§ **YOUR GOAL**:
"Format: a JSON" appears in one line of the listing below; retype that line and every later line exactly, stopping at the end, and nothing else.

§ **INPUT DATA**:
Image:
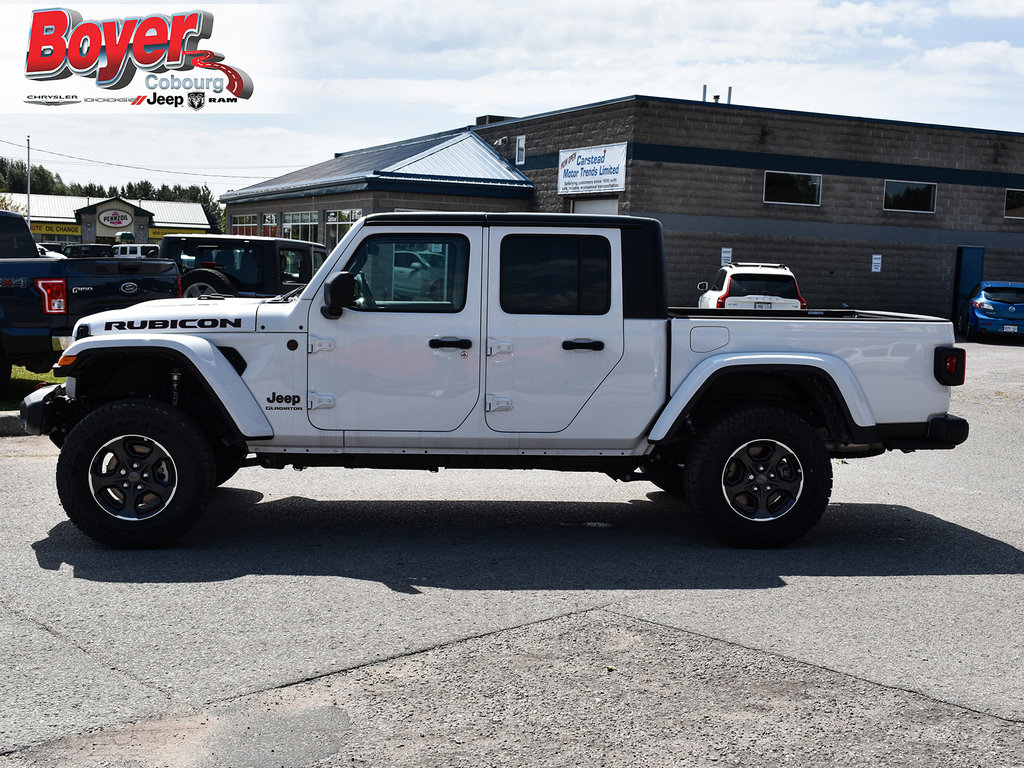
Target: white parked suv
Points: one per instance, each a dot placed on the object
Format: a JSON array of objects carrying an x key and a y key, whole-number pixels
[{"x": 745, "y": 286}]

§ **SOLVED PROBLEM**:
Format: a JSON array of objects carrying an x key and a y key, whole-number pixels
[{"x": 745, "y": 286}]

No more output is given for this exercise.